## What the task asks
Collect every line of the records below that contains the word "recessed", matching its case exactly.

-- START Records provided --

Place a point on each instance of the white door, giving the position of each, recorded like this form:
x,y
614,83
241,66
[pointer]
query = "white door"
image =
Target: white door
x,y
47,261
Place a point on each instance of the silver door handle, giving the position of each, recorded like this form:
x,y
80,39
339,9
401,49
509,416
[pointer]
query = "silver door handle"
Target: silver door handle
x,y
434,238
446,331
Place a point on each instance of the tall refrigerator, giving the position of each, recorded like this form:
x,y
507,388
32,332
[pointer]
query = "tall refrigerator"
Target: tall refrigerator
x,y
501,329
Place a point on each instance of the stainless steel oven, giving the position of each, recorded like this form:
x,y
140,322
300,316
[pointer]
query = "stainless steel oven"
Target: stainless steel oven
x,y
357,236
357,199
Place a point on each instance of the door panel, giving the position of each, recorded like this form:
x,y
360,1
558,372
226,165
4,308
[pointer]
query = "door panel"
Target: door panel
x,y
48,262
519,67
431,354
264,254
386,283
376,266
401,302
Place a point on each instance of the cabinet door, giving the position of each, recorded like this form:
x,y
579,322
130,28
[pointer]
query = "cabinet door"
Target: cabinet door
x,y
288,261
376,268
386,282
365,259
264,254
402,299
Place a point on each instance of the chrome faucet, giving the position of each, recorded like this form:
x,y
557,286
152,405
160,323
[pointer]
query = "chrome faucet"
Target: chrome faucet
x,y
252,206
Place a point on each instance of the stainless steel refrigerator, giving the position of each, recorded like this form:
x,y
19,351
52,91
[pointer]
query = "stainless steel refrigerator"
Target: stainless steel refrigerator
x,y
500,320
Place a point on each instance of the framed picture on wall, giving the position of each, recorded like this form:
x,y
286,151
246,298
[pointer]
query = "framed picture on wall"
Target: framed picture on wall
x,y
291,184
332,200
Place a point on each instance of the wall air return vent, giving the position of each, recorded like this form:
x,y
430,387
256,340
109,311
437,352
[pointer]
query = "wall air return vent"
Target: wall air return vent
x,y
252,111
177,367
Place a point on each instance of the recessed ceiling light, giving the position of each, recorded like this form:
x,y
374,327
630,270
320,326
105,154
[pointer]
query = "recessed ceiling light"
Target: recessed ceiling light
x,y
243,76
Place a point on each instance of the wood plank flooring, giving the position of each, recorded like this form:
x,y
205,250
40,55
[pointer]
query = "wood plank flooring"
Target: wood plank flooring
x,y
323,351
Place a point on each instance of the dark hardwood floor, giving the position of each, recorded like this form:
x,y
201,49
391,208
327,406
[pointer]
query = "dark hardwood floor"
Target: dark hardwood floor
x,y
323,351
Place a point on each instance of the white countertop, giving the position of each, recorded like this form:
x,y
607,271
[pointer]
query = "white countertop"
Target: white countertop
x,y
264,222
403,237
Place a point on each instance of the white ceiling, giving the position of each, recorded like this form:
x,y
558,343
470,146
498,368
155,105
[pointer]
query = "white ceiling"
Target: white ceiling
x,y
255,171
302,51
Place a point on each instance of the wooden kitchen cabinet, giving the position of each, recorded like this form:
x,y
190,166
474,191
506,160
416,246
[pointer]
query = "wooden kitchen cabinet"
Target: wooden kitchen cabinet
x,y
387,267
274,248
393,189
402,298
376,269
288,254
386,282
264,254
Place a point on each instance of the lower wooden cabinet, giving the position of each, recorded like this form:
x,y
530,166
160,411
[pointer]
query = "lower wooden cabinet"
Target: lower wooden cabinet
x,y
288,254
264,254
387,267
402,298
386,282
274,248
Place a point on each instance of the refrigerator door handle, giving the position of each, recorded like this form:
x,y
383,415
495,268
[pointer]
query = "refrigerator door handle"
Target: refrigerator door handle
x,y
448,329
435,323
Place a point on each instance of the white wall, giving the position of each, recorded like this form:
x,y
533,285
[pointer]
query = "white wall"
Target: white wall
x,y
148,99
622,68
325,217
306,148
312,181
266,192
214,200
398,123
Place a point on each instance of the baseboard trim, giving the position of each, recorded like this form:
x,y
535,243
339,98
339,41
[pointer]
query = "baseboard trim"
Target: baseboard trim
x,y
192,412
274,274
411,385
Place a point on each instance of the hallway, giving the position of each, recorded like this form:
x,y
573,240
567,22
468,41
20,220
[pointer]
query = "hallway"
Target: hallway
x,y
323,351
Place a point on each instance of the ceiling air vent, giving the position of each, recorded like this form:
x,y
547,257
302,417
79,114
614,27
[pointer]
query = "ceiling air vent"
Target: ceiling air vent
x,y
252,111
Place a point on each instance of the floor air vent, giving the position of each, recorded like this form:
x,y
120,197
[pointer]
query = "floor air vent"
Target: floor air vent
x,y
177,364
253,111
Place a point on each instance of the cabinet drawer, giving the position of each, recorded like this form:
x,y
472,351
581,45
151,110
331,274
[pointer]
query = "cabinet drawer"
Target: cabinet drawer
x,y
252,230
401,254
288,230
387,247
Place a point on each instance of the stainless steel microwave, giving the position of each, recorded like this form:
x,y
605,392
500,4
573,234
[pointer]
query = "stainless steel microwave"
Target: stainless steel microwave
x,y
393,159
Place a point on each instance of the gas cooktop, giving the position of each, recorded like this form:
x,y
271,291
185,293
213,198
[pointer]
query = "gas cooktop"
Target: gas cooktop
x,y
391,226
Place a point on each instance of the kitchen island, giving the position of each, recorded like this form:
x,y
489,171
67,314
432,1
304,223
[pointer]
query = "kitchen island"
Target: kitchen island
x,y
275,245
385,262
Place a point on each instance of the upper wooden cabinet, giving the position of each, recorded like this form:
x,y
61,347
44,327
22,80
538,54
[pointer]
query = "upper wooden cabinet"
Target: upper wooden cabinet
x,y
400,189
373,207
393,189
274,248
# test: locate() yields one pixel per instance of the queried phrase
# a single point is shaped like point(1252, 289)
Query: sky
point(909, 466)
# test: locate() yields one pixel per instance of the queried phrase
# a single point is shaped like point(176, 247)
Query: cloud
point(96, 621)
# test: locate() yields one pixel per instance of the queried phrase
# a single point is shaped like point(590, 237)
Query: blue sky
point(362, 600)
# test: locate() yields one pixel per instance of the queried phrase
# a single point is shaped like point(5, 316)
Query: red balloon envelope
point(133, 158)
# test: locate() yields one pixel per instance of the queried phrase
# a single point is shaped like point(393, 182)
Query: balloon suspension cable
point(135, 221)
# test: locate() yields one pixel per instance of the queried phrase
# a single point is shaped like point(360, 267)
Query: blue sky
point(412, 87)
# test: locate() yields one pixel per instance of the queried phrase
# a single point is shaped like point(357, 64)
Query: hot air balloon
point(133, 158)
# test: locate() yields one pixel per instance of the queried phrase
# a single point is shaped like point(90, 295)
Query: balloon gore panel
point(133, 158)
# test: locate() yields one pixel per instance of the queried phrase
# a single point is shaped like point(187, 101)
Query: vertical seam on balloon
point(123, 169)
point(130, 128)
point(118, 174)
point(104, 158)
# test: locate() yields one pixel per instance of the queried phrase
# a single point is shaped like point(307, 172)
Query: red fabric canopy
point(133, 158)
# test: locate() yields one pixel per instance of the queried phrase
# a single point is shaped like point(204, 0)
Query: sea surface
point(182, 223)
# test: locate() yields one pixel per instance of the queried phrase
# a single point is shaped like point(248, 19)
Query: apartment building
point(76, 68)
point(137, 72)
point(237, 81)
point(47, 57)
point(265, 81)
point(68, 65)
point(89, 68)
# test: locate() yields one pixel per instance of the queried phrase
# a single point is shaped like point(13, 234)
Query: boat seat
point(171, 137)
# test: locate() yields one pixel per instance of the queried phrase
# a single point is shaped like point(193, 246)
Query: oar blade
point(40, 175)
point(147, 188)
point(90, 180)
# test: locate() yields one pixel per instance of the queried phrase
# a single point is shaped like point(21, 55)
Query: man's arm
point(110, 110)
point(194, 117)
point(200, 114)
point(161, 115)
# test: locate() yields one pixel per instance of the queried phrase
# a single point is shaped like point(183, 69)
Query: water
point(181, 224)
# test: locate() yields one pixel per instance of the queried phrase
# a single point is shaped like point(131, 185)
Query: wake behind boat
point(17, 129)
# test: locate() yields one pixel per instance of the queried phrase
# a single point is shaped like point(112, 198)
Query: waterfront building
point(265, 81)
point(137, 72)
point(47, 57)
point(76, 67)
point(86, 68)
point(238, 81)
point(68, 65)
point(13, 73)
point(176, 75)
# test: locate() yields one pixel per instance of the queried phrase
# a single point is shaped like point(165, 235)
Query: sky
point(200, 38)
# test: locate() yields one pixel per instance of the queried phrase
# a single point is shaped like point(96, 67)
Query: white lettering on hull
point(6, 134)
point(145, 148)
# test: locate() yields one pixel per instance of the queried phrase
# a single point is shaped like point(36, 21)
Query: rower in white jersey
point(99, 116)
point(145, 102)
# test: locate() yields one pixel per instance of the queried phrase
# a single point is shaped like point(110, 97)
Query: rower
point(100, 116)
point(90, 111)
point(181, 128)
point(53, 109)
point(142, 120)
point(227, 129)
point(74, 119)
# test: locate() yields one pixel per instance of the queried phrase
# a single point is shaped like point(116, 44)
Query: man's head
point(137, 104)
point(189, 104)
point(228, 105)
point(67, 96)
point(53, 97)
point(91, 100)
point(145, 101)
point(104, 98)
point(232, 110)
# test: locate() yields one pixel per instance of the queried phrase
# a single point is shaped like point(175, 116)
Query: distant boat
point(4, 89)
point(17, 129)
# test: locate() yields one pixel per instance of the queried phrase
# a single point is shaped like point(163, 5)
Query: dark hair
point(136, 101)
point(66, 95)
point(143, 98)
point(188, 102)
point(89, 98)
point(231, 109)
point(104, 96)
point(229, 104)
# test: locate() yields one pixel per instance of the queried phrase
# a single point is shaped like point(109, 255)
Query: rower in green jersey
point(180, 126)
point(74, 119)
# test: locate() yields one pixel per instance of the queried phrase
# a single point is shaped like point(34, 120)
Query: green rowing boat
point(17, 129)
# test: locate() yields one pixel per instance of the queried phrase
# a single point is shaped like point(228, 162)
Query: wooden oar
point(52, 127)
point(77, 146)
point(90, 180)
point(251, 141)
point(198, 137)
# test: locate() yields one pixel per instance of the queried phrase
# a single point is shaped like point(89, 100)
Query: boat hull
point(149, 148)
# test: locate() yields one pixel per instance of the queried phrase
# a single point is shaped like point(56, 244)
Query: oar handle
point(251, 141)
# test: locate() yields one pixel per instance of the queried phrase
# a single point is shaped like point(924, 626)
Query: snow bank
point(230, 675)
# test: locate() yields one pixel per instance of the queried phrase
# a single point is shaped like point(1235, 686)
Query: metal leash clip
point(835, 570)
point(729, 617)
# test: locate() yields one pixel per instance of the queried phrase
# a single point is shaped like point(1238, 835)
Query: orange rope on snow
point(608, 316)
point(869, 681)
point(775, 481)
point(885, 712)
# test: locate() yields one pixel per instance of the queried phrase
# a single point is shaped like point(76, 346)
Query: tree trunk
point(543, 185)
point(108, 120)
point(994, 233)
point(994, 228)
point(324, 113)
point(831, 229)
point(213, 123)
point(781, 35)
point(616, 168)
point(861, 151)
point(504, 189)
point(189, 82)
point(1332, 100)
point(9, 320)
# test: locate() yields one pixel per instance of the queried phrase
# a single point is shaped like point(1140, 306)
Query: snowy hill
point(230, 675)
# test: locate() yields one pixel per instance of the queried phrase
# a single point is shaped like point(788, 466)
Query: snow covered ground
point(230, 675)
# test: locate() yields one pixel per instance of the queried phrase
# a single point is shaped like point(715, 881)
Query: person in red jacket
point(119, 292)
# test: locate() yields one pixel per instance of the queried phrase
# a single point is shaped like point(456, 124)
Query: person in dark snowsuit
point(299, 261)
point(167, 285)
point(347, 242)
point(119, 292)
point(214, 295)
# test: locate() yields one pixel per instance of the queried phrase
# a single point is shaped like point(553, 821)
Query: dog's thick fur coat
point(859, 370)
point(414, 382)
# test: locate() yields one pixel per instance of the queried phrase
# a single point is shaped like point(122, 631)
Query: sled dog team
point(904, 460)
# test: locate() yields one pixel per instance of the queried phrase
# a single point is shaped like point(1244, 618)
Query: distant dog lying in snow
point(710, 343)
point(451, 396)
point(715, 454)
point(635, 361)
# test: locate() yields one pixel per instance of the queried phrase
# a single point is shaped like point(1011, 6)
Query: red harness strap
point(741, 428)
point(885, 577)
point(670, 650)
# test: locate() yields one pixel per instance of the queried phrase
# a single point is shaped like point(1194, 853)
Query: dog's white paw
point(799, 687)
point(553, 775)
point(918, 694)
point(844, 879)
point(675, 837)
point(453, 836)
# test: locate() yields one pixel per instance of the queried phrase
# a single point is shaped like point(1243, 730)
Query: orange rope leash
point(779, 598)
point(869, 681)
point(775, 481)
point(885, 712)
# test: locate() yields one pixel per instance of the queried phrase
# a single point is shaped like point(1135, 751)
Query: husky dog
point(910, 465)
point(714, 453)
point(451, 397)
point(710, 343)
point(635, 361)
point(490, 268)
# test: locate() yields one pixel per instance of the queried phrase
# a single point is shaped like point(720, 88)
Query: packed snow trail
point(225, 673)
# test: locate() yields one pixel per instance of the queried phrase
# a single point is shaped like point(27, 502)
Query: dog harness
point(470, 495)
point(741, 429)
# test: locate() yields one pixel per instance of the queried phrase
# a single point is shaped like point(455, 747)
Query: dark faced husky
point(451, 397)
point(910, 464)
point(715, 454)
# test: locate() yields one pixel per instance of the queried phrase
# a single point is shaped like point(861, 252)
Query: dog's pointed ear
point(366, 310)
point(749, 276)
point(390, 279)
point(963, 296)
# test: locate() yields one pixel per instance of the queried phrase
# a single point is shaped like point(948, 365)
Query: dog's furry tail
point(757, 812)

-- END Records provided --

## Task result
Place a point on each instance of the recessed ceiling light, giving the position of each, recorded like this form:
query = "recessed ceiling light"
Target: recessed ceiling light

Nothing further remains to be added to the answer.